Job: Gather every line of the items below that contains the word "bowl", and copy each one out. Case counts, so match capitalization exactly.

Supplied data:
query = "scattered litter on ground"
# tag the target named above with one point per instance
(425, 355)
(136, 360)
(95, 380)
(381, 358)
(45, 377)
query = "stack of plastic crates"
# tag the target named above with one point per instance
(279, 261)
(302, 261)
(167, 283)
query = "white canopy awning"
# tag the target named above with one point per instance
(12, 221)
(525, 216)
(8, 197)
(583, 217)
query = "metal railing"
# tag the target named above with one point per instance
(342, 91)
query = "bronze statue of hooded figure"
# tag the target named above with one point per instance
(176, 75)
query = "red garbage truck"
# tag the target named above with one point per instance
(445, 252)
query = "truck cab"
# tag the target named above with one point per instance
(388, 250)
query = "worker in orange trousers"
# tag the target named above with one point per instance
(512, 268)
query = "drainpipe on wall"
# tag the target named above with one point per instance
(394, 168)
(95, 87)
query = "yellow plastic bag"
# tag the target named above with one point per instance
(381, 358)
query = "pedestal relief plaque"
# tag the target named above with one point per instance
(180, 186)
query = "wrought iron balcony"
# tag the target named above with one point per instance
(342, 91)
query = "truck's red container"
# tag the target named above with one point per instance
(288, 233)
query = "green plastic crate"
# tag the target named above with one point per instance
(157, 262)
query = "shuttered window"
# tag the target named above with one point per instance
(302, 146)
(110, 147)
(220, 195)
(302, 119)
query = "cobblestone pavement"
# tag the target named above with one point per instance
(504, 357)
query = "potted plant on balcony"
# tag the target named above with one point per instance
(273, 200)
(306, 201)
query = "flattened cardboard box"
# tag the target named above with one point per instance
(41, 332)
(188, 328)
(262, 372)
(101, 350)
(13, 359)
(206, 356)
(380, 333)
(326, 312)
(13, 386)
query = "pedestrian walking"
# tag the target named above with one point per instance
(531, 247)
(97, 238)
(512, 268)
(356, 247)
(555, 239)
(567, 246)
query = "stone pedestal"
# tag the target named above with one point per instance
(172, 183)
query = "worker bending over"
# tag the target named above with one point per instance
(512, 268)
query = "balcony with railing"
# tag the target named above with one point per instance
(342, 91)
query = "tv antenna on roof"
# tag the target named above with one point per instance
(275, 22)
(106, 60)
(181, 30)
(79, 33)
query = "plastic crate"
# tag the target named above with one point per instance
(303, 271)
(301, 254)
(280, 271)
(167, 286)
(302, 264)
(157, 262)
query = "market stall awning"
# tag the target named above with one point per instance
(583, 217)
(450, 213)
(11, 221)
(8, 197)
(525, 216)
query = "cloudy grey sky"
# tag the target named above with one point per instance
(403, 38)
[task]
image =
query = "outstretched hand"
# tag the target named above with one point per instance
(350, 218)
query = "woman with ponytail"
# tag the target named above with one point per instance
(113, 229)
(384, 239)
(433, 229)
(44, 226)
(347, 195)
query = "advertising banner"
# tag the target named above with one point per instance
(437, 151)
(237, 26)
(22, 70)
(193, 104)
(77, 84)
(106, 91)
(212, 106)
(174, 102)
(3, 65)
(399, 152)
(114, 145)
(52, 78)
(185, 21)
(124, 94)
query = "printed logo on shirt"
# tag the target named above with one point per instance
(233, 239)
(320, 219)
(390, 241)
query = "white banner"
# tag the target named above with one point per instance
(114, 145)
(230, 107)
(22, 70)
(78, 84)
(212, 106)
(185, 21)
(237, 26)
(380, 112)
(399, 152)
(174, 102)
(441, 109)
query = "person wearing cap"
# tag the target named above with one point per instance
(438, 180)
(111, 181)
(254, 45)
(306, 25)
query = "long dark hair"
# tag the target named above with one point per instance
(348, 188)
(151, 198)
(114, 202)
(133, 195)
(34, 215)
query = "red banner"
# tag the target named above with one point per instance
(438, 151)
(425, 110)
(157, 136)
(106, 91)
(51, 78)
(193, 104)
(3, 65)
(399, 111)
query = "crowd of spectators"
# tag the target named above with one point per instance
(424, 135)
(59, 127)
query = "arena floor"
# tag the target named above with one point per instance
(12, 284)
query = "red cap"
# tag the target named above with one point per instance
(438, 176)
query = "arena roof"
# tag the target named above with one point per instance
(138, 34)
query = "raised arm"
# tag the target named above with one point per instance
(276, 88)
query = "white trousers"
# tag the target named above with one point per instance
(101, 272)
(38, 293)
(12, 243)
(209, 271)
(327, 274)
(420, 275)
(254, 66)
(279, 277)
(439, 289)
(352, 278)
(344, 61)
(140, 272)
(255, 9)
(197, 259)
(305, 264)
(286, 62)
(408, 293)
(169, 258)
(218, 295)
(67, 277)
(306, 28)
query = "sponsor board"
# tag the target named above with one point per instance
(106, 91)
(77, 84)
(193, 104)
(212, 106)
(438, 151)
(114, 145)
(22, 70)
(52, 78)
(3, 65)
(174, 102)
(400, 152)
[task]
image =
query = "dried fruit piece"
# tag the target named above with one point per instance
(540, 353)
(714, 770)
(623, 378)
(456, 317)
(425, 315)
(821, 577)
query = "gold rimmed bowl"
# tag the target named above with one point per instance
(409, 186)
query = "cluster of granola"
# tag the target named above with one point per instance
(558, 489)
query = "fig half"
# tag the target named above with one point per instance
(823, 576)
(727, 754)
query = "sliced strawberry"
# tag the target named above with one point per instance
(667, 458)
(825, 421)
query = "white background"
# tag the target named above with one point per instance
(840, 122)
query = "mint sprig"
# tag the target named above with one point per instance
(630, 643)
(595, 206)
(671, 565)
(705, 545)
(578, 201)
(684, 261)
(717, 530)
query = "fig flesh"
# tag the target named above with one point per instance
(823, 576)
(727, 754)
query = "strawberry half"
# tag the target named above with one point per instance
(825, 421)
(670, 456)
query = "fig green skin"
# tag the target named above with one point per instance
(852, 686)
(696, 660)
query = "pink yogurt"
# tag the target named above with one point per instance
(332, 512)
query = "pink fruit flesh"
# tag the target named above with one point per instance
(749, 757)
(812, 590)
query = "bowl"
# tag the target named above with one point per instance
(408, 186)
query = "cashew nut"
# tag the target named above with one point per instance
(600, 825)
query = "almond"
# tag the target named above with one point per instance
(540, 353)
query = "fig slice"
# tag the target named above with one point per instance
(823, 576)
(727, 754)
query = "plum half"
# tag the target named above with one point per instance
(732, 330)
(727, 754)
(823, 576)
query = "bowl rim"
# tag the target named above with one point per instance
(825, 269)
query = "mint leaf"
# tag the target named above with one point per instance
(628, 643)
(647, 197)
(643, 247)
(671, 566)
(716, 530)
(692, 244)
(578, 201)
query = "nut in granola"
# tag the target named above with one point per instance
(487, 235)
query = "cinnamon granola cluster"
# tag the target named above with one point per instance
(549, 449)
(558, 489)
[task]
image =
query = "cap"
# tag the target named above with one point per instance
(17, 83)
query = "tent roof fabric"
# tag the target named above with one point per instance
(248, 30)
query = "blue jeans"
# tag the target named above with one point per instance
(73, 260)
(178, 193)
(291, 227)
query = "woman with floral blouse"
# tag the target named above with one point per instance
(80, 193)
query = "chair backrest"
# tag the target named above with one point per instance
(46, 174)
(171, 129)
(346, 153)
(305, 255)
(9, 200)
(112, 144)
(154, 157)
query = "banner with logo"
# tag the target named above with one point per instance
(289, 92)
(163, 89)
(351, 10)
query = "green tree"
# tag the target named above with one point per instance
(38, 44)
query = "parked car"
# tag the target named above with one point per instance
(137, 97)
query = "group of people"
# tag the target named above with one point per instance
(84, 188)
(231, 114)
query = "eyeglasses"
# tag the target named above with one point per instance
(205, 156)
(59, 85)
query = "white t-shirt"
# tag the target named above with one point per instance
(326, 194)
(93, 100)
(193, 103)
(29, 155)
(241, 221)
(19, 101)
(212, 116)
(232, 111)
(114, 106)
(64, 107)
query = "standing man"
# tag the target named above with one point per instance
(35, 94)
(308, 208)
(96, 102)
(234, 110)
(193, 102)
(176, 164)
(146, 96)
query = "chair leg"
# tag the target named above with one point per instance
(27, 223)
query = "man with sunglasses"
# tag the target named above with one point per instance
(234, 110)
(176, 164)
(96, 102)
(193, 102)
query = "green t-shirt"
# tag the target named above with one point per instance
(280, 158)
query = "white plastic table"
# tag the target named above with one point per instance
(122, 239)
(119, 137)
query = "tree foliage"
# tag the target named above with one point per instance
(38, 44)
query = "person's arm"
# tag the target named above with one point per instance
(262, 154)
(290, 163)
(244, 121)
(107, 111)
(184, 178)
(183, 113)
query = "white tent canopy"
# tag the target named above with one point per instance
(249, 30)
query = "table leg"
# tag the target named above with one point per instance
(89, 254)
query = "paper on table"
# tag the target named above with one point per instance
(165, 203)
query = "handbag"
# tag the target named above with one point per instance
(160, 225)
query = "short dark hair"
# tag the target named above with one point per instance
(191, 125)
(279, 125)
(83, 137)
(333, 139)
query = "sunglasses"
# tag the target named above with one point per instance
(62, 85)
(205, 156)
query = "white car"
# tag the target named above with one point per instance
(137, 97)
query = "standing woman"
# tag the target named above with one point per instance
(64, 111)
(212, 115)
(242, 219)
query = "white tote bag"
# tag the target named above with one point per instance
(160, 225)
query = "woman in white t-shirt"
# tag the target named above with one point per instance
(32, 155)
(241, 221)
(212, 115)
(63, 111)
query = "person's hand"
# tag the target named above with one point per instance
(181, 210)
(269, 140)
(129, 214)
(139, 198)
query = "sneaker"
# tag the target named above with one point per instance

Answer below:
query = "gold rimmed bowl"
query = "bowl"
query = "bowl rim"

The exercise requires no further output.